Objetivo proposto A: Indique se cada afirmação a seguir está de acordo com o texto sobre moderação de conteúdo, respondendo sim ou não e citando literalmente as palavras do texto que decidem a questão. (i) Kate Klonick apresentou seu argumento na Revista de Direito de Harvard em 2018. (ii) As plataformas eram de propriedade pública. (iii) As políticas de governança das plataformas foram elaboradas sobretudo por advogados europeus.
Objetivo proposto B: Por favor, informe o título do ensaio de Klonick citado no texto sobre moderação de conteúdo.
Objetivo proposto C: Retome o texto sobre moderação de conteúdo a partir do ponto em que ele termina.

── Texto fornecido

Redes sociais: a possível diáspora
Como chegamos aqui? O sistema centralizado de moderação
de conteúdo, que começou a se fragmentar, foi moldado por uma combinação de
valores políticos norte-americanos, normas sociais e realidades econômicas,
como argumentou a pesquisadora e professora Kate Klonick na Revista de Direito
de Harvard, em 2018.
O ensaio de Klonick, The New Governors, detalha como as
políticas de governança das plataformas foram amplamente elaboradas por
advogados dos EUA, cuja formação estava voltada para a Primeira Emenda à
Constituição do país [– a que protege a “liberdade de expressão”].
Essas plataformas eram de propriedade privada e
operadas por empresas, mas sua governança seguia o espírito da legislação
norte-americana. No entanto, a maioria delas também considerava seu dever
moderar conteúdos “obscenos, violentos ou de ódio”.
Isso se devia, em parte, ao desejo de serem vistas como
ligadas a “boas práticas corporativas”, mas também era uma questão puramente
pragmática: “A viabilidade econômica depende de atender às normas de discurso e
comunidade dos usuários”, escreveu Klonick. Quando as plataformas criavam
ambientes que atendiam às expectativas dos usuários, estes passavam mais tempo
no site, e a receita poderia aumentar. Economia simples.

────
── Trechos dos dados

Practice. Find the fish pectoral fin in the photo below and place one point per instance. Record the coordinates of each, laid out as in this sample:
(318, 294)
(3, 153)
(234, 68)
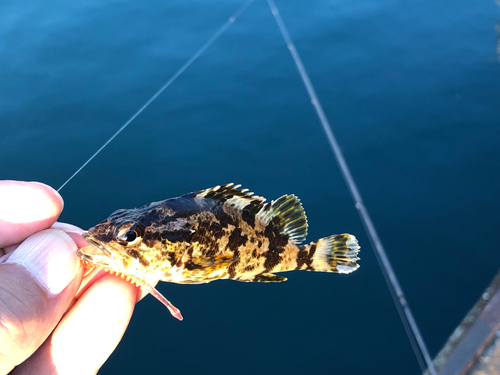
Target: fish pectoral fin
(269, 278)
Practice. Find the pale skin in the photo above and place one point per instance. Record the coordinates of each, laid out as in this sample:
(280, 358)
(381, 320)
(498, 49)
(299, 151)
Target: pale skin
(63, 333)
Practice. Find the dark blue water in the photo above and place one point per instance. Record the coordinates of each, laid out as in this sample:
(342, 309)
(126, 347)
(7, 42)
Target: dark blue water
(412, 90)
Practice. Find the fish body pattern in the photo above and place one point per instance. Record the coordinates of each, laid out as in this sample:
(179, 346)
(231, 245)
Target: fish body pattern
(217, 233)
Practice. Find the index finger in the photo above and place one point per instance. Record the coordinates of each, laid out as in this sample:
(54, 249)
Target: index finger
(26, 208)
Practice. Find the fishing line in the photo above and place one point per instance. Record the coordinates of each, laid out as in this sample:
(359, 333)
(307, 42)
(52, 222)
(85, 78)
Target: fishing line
(397, 294)
(197, 54)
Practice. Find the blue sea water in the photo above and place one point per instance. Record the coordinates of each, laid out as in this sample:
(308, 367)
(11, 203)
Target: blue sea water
(412, 90)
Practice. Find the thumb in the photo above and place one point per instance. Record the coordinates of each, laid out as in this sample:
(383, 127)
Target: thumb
(37, 284)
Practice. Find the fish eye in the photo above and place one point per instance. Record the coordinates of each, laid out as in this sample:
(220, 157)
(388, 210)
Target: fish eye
(129, 233)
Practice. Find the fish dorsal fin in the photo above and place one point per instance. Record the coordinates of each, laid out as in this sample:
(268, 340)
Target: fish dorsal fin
(287, 214)
(230, 195)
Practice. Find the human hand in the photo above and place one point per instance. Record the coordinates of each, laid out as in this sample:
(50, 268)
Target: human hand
(54, 318)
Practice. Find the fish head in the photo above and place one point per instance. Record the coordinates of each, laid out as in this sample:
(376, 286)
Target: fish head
(125, 245)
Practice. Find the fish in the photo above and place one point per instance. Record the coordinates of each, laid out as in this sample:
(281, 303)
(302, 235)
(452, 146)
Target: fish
(223, 232)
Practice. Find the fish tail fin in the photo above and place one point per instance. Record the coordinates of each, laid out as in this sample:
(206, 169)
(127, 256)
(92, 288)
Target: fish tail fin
(337, 253)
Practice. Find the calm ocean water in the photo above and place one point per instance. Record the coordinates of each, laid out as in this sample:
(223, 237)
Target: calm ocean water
(412, 90)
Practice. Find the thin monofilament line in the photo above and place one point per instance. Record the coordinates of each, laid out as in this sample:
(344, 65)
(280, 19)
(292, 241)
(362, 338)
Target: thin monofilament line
(197, 54)
(392, 282)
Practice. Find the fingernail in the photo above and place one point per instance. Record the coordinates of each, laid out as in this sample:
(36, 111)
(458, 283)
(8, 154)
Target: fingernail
(56, 193)
(50, 257)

────

Resposta do exercício A:
(i) Sim: "como argumentou a pesquisadora e professora Kate Klonick na Revista de Direito de Harvard, em 2018."
(ii) Não: "Essas plataformas eram de propriedade privada e operadas por empresas"
(iii) Não: "foram amplamente elaboradas por advogados dos EUA"

Resposta do exercício B: O ensaio se chama The New Governors.

Resposta do exercício C:
No entanto, enquanto as plataformas buscavam equilibrar
responsabilidade corporativa, segurança dos usuários e viabilidade econômica,
as regras tornaram-se cada vez mais pontos de conflito. As decisões de
moderação de conteúdo passaram a ser vistas não como governança neutra, mas
como julgamentos carregados de valores — declarações implícitas sobre quais
vozes eram bem-vindas e quais não eram.
A remoção pelo Facebook da icônica foto Garota do
Napal, em 2016 — devido à aplicação automatizada de regras contra nudez —
provocou uma reação global, forçando a plataforma a reverter sua decisão e
reconhecer as complexidades da moderação em larga escala.
Na mesma época, o Twitter enfrentou críticas por não
responder adequadamente ao crescimento de propagandistas do Estado Islâmico e a
campanhas de assédio como o Gamergate (um movimento online de 2014,
supostamente sobre ética no jornalismo de games, mas amplamente visto como uma
campanha de trolls contra mulheres do setor).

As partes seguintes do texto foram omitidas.